L’art n’est pas un espace de liberté. Le contraire, un lieu d’asservissement, de contraintes, d’obligations sans fin. Créer, ce n’est pas s’affranchir, c’est devenir esclave de tout ce qui fonde la création. L’impératif de la mode. La contrainte de l’imitation, il faut imiter le réel sous peine de ne rien exprimer. Imiter celui qui imite le réel. On s’enterre dans une prison aux murs épais, aux barreaux d’acier, on se terre, on copie sans relâche jusqu’à atteindre l’essence, l’âme enfin, celle qui est en nous, l’âme du génie. Celui qui ne s’évade d’une prison, que peut-il comprendre de la liberté ?
S’élever au-dessus du lot, faire différemment, vivre à Venise pour un allemand est un luxe exceptionnel. Son but, peindre et vendre son travail. Il dessine merveilleusement bien, un nuage dans le ciel, des cheveux au vent, des angles impossibles, des ondulations magiques, tout ceci lui est naturel. En revanche, ses couleurs sont allemandes. Pour lui, la couleur est secondaire, c’est la ligne qui fait la force. Ce sont ses gravures qui impressionnent, moins ses peintures. À la fin de son séjour, au début de novembre 1506, il passe à Bologne avec l’espoir d’apprendre les arcanes de la perspective. Il développe l’idée d’un secret autour de la géométrie lui paraissant ouvrir une nouvelle porte. Il croit à une proportion idéale divulguant un secret. À bien des égards, la perspective va fermer plus de portes que les ouvrir. L’espace construit remplace l’espace vécu et il faudra plusieurs siècles pour sortir de ce labyrinthe. Mais une croyance ancrée au fond de soi est un moteur dont tout créateur a besoin. Avec la perspective, une œuvre se suffit à elle-même en posant son espace propre. Il se trompe, ce n’est pas la perspective qu’il lui faut, ce qui le fascine, l’être humain, il ne sait peindre que cela. Il rend admirablement les objets quand il montre combien ils sont appropriés à la main de l’homme.
Le travail de celui qui s’exprime est de nous convaincre de la véracité de ce qu’il prétend. Le danger est de parvenir à persuader lors même qu’il n’y a pas d’expression. Une géométrie flatte l’œil, mais ne peut, en aucun cas, à elle seule donner un sens. L’expressionnisme dont regorge la peinture allemande manque cruellement à la peinture italienne. Quand une forme approche de la réalité au point qu’il devient enfantin de la reconnaître, on s’assure d’un message même s’il y en a aucun. Cela tient au fait que nous vivons en projetant du sens autour de nous. Il suffit d’une forme pour la remplir. La perspective est la logique de l’œil, la forme idéale qui se remplit d’elle-même puisque, reconnaissable, il est possible de la remplir à sa guise. Deux grands types d’art, celui que nous remplissons et celui qui nous remplit, deux moyens différents, deux personnalités distinctes, pour un résultat identique. Avant de revenir en Allemagne en janvier 1507, il reste quelques jours à Rome où il peint Jésus parmi les docteurs, terminé en septembre 1506. Une histoire racontée par saint Luc (II, 41/52), Jésus a 12 ans, il se rend au Temple pour parler aux maîtres.
========
* _Consigne 1_:
Recopiez à l'identique le passage de l'extrait sur l'art et la perspective compris entre « L’art n’est pas » et « la liberté ? », ces deux bornes incluses.
========
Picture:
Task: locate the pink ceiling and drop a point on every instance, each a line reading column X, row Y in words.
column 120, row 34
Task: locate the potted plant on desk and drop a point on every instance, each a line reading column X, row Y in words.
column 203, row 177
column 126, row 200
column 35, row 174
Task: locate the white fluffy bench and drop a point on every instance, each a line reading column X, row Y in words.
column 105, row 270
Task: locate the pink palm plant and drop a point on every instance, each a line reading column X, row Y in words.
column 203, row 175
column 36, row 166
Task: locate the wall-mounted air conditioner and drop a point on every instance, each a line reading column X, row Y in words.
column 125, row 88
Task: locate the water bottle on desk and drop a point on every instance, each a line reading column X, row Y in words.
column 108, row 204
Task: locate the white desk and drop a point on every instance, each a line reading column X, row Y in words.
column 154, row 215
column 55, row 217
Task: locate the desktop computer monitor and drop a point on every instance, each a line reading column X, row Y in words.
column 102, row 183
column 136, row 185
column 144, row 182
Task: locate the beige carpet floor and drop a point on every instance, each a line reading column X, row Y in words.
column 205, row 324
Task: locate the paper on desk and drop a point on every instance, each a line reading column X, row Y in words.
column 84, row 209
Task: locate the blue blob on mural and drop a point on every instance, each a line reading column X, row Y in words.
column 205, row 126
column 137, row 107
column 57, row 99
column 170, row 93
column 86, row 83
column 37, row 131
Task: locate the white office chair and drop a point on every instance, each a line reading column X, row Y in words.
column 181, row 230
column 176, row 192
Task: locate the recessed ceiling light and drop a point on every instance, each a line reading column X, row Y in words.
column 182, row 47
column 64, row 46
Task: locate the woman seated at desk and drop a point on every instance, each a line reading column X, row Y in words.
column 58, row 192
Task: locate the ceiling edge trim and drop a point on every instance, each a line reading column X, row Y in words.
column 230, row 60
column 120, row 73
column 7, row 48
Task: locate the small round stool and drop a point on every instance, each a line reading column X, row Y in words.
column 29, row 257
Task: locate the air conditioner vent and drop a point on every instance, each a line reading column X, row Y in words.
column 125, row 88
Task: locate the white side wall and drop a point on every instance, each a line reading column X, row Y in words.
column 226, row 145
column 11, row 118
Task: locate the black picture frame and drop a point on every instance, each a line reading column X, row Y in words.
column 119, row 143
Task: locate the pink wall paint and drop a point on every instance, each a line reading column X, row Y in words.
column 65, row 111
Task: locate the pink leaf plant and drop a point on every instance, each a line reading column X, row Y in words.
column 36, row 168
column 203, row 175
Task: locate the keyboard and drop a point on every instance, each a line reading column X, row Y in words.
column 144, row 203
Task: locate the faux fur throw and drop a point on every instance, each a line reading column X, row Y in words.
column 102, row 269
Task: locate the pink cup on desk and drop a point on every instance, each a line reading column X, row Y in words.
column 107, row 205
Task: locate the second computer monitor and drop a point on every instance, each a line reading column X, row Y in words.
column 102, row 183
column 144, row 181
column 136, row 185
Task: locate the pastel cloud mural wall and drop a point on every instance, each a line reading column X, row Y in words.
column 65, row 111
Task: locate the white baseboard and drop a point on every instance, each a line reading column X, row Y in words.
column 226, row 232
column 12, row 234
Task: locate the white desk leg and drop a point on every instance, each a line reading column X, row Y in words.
========
* _Consigne 2_:
Mettez en forme de liste JSON de chaînes les lignes des enregistrements allant du début de ceux-ci jusqu'à la ligne contenant « column 58, row 192 », celle-ci incluse, à raison d'une chaîne par ligne et sans les lignes vides.

* _Réponse complète 1_:
L’art n’est pas un espace de liberté. Le contraire, un lieu d’asservissement, de contraintes, d’obligations sans fin. Créer, ce n’est pas s’affranchir, c’est devenir esclave de tout ce qui fonde la création. L’impératif de la mode. La contrainte de l’imitation, il faut imiter le réel sous peine de ne rien exprimer. Imiter celui qui imite le réel. On s’enterre dans une prison aux murs épais, aux barreaux d’acier, on se terre, on copie sans relâche jusqu’à atteindre l’essence, l’âme enfin, celle qui est en nous, l’âme du génie. Celui qui ne s’évade d’une prison, que peut-il comprendre de la liberté ?

* _Réponse complète 2_:
[
  "Picture:",
  "Task: locate the pink ceiling and drop a point on every instance, each a line reading column X, row Y in words.",
  "column 120, row 34",
  "Task: locate the potted plant on desk and drop a point on every instance, each a line reading column X, row Y in words.",
  "column 203, row 177",
  "column 126, row 200",
  "column 35, row 174",
  "Task: locate the white fluffy bench and drop a point on every instance, each a line reading column X, row Y in words.",
  "column 105, row 270",
  "Task: locate the pink palm plant and drop a point on every instance, each a line reading column X, row Y in words.",
  "column 203, row 175",
  "column 36, row 166",
  "Task: locate the wall-mounted air conditioner and drop a point on every instance, each a line reading column X, row Y in words.",
  "column 125, row 88",
  "Task: locate the water bottle on desk and drop a point on every instance, each a line reading column X, row Y in words.",
  "column 108, row 204",
  "Task: locate the white desk and drop a point on every instance, each a line reading column X, row Y in words.",
  "column 154, row 215",
  "column 55, row 217",
  "Task: locate the desktop computer monitor and drop a point on every instance, each a line reading column X, row Y in words.",
  "column 102, row 183",
  "column 136, row 185",
  "column 144, row 182",
  "Task: locate the beige carpet floor and drop a point on every instance, each a line reading column X, row Y in words.",
  "column 205, row 324",
  "Task: locate the paper on desk and drop a point on every instance, each a line reading column X, row Y in words.",
  "column 84, row 209",
  "Task: locate the blue blob on mural and drop a point on every instance, each a line reading column X, row Y in words.",
  "column 205, row 126",
  "column 137, row 107",
  "column 57, row 99",
  "column 170, row 93",
  "column 86, row 83",
  "column 37, row 131",
  "Task: locate the white office chair and drop a point on every instance, each a line reading column X, row Y in words.",
  "column 181, row 230",
  "column 176, row 192",
  "Task: locate the recessed ceiling light and drop a point on every instance, each a line reading column X, row Y in words.",
  "column 182, row 47",
  "column 64, row 46",
  "Task: locate the woman seated at desk and drop a point on every instance, each a line reading column X, row Y in words.",
  "column 58, row 192"
]